--- THE INPUT ---

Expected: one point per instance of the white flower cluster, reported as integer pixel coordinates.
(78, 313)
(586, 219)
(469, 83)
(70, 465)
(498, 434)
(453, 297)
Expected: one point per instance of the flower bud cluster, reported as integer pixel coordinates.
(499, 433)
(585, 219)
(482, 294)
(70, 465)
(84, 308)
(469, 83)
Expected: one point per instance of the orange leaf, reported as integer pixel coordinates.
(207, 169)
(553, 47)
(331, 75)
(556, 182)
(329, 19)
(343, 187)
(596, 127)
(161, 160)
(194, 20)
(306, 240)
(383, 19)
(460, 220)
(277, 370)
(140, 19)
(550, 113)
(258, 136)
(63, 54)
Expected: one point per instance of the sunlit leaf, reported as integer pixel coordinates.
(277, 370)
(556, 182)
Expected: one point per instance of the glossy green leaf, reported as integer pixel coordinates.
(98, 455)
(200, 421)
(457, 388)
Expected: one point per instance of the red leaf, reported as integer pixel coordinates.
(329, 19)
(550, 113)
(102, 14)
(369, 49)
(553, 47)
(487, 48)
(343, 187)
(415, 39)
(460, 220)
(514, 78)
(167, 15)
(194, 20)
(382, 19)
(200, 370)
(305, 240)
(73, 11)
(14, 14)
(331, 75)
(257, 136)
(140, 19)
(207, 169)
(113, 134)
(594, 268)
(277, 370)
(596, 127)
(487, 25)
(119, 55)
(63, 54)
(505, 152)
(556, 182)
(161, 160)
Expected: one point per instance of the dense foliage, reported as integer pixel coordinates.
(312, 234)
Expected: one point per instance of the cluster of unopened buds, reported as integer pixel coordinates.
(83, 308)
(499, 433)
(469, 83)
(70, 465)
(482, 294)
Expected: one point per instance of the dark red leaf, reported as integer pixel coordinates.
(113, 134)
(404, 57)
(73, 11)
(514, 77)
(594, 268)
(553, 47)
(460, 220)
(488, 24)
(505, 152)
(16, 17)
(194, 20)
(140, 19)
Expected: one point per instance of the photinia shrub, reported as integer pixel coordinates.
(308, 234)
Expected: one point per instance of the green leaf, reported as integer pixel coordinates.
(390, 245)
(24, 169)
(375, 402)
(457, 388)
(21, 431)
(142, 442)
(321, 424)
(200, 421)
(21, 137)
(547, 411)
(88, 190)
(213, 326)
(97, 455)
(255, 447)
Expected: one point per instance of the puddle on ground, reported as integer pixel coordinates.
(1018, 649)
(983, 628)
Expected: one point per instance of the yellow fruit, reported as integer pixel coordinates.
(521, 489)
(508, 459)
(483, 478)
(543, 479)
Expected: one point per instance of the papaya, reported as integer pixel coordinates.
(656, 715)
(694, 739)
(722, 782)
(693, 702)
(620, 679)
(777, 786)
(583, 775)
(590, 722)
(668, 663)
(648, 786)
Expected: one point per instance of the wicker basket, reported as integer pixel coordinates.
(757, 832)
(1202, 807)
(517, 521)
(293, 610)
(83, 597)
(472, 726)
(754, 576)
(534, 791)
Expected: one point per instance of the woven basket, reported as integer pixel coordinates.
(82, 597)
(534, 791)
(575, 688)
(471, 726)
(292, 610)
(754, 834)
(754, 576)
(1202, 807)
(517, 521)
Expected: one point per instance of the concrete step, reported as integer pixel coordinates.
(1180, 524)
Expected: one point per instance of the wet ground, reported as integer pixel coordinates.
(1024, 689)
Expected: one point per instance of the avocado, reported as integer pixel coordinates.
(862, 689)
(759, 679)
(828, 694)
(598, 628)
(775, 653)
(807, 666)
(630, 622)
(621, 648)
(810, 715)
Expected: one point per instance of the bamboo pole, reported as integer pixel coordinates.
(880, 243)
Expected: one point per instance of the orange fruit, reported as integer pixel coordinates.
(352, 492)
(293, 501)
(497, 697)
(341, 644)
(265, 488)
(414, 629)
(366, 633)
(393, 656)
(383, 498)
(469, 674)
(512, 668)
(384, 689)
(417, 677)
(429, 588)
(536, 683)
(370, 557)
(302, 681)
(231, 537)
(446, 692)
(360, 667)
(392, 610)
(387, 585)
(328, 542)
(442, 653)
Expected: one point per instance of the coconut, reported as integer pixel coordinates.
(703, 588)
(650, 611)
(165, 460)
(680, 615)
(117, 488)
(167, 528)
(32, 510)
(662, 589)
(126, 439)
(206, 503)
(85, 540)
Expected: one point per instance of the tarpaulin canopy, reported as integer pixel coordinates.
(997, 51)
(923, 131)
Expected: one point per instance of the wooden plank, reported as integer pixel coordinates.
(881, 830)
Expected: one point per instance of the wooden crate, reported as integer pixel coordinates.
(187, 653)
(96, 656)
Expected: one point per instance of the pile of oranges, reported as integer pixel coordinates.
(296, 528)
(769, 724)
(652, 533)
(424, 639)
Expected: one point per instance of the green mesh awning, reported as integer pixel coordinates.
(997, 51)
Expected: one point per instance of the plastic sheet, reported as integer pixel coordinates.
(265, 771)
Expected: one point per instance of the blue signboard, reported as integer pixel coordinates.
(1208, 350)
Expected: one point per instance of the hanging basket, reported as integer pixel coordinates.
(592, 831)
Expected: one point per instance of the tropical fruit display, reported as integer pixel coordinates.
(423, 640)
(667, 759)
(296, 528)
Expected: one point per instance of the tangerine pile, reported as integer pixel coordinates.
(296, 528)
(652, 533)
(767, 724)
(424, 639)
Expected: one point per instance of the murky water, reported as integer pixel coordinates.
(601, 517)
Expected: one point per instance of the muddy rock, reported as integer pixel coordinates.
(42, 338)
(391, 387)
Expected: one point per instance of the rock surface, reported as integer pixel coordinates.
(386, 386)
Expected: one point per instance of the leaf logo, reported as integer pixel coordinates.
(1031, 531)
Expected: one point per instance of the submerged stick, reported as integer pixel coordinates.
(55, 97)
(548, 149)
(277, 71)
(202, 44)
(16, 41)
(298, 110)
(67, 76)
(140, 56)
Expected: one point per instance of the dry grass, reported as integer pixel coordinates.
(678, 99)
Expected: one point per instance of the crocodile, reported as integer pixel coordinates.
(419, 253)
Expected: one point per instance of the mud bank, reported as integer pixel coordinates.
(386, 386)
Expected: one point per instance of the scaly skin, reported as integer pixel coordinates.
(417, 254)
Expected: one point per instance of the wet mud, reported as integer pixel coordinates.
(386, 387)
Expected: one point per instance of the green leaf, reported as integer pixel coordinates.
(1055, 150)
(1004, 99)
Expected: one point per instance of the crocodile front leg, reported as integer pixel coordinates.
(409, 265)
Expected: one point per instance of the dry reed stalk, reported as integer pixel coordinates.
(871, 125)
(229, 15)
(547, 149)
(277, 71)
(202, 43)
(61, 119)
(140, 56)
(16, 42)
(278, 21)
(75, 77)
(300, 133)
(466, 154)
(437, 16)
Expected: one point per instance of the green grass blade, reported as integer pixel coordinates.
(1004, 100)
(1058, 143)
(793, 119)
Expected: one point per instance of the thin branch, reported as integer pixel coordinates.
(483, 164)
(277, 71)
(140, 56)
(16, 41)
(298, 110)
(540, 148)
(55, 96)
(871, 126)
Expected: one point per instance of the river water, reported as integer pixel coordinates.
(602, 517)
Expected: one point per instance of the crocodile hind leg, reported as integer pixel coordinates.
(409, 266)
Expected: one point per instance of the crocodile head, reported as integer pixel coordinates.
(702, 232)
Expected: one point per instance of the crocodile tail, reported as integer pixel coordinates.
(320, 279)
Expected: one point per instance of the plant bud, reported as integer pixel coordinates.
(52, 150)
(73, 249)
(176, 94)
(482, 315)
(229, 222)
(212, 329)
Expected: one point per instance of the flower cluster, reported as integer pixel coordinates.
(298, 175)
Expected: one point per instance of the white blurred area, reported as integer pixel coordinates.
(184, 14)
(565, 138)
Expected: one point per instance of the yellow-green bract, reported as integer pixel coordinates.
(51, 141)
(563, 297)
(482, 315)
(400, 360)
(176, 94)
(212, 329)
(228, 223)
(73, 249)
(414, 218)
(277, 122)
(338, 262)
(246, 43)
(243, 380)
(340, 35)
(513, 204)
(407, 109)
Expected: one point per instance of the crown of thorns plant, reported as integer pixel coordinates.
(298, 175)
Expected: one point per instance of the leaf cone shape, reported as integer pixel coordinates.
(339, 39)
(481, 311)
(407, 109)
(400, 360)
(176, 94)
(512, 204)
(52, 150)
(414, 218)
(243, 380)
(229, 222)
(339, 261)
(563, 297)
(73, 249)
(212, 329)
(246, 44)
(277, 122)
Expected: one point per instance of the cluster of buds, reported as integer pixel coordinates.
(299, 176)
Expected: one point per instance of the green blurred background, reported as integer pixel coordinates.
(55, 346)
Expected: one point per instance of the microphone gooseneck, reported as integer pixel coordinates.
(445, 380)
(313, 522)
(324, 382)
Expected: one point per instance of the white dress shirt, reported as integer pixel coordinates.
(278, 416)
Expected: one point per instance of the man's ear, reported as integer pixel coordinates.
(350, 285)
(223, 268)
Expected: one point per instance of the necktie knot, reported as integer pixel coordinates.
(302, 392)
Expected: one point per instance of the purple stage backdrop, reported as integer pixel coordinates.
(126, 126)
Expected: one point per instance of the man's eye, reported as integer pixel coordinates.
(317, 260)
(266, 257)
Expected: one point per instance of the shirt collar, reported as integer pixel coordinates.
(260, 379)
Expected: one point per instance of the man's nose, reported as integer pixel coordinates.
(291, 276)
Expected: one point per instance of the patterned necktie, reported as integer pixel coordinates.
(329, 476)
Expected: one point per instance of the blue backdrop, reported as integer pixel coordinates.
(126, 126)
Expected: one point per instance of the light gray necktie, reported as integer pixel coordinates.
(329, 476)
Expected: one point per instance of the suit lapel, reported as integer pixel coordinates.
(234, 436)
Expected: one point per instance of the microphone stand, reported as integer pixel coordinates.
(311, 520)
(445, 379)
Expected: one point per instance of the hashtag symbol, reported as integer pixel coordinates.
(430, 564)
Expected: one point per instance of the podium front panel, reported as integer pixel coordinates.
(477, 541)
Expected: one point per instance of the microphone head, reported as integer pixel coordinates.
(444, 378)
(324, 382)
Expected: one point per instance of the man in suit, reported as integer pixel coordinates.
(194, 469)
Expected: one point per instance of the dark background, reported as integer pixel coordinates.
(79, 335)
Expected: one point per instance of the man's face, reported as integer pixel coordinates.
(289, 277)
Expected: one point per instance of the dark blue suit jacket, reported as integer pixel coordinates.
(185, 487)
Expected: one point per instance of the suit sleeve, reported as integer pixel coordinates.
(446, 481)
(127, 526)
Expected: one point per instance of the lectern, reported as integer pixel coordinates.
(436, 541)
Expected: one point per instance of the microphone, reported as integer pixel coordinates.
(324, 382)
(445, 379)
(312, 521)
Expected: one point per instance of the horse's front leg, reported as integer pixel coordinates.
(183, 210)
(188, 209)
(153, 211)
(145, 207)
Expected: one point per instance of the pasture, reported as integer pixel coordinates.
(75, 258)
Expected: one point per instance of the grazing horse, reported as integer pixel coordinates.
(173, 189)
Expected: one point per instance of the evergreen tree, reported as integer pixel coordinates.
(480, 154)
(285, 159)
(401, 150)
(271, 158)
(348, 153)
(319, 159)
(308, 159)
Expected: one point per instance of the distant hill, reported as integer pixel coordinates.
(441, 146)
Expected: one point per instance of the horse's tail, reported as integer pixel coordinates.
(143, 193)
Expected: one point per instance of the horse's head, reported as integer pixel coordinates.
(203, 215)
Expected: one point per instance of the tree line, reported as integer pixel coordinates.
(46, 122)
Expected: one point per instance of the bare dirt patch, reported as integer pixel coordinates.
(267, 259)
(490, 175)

---

AIM OF THE TASK:
Only the lines from the one containing "Expected: one point per instance of the horse's head, reported" through the end of the entries above belong in the answer; repeat them exactly.

RESPONSE TO THE EXERCISE:
Expected: one point per instance of the horse's head, reported as integer pixel coordinates.
(203, 215)
Expected: one point per instance of the tree line, reported as integer pixel coordinates.
(46, 122)
Expected: one point per instance of the bare dirt patch, reported as integer pixel coordinates.
(267, 259)
(490, 175)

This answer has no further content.